GIVEN PASSAGE:
Many different conditions can lead to painful joints, including Osteoarthritis, Rheumatoid arthritis, Ankylosing spondylitis, bursitis, gout, strains, sprains and other injuries.
Osteoarthritis is a degenerative joint disease in which there is progressive loss of articular cartilage with joint pain and mobility limitation. It usually develops as primary illness at increasing age mostly after 45 years with obesity being a risk factor or can occur after trauma. Osteoarthritis most often involves the weight bearing and commonly used joints such as knees, hip, shoulder, spine etc. Diagnosis is usually done after X Rays which show reduction of intraarticular space among other changes and based on that staging of disease is done.
Management of knee Osteoarthritis
Chronic knee osteoarthritis (OA) is one of the most common diseases of advanced age. OA often results in clinical consequences such as pain, restricted movement, sleep disturbance, and psychosocial disability. Pharmacological therapy in the form of non-steroidal anti-inflammatory drugs is associated with serious side-effects, such as bleeding and gastrointestinal ulcers. Non-surgical interventions, including intraarticular injection with steroids or hyaluronic acids, acupuncture and periosteal stimulation therapy, are often used as complementary therapies, but are not sufficient to control chronic severe knee OA pain. Although surgery is generally effective for patients with advanced disease, older individuals with limiting comorbidities may not be appropriate surgical candidates. In patients who have failed traditional therapies, radiofrequency (RF) neurotomy might be a successful alternative minimally invasive treatment with low risk of complications.
RF Neurotomy is based on the theory that cutting the nerve supply to a painful structure may alleviate pain and restore function. The knee joint is innervated by the articular branches of various nerves, including the femoral, common peroneal, saphenous, tibial and obturator nerves. These articular branches around the knee joint are known as genicular nerves. Three out of six genicular nerves ie suprolateral SL, supromedial SM and inferomedial IM can be easily approached percutaneously under fluoroscopic guidance as they lie near the periosteum at the junction of shaft of femur and epicondyle. Patients can get a diagnostic genicular nerve block to determine if this will provide adequate relief.
Along with this, intraarticular botulinum toxin injection is also given on more painful side which acts by blocking the presynaptic release of acetylcholine from cholinergic terminals of various nerves causing chemical dennervation similar to RF genicular branch. Since it is very difficult for the patient to tolerate the RF neurotomy in both knees in a single sitting because of pain due to multiple injections therefore only botulinum toxin injection 50 units is given in the lesser involved knee.

DATASET CONTENT:
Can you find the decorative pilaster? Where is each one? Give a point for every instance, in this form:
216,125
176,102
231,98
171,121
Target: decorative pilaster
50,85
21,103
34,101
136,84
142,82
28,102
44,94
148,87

USING THE INFORMATION:
A) In the text on knee osteoarthritis management, what dose of botulinum toxin is injected into the lesser involved knee?
B) Extend the text on knee osteoarthritis management by writing the next part, beginning after its final sentence.

EXERCISE RESULTS:
A) 50 units.

B)
Management of Shoulder Osteoarthritis
Chronic Shoulder pain arises commonly due to injury to the Rotator cuff (tendinitis or tear) or shoulder joint osteoarthritis. While activity modification, anti-inflammatory drugs may help initially, interventions such as intrarticular steroid injection and Suprascapular nerve block are effective in reducing pain originating from the shoulder joint particularly in shoulder osteoarthritis and frozen shoulder.
Rheumatoid arthritis is an inflammatory arthritis involving peripheral joints usually in symmetrical fashion. It most often involves small joints of hands and feet, wrists, ankles, knees and the cervical spine. It may involve shoulder, elbows or any synovial joint in advanced disease. It is more common in women than men.
Typically there is pain, swelling and stiffness in the involved joints with pain and stiffness being worst in the morning and improve with activity. In late stages problems with deformity especially of the hands and feet and loss of function predominate. Other features like loss of appetite, inability to sleep, some weight loss and other extra-articular features might be present.
Diagnosis is mainly clinical with some supportive laboratory tests such as high ESR, Rheumatoid factor, Anti-CCP and some typical findings in the X Rays of joints. Rheumatoid arthritis has a waxing and waning course and certain laboratory markers are used to monitor disease activity and to indicate prognosis.
Treatments involve anti-inflammatory drugs, DMARDs (disease modifying antirheumatic drugs), Corticosteroids and cytokine antagonists. Intra-articular steroid injections are used if the disease is limited to one or two joints.
Ankylosing Spondylitis is an inflammatory arthritis involving Sacroiliac joints and spine. It is seen predominantly in males in second or third decade of their lives. It usually presents as low backache radiating to thighs along with early morning stiffness lasting for hours. Diagnosis is usually done with the help of characteristic findings on X-Rays along with HLA B-27, which is seen in 90% of such patients.
Treatment is done with NSAIDs, some DMARDs along with physical therapy such as swimming. Epidural steroid injections and Sacroiliac joint injections have a role to reduce pain and improve function.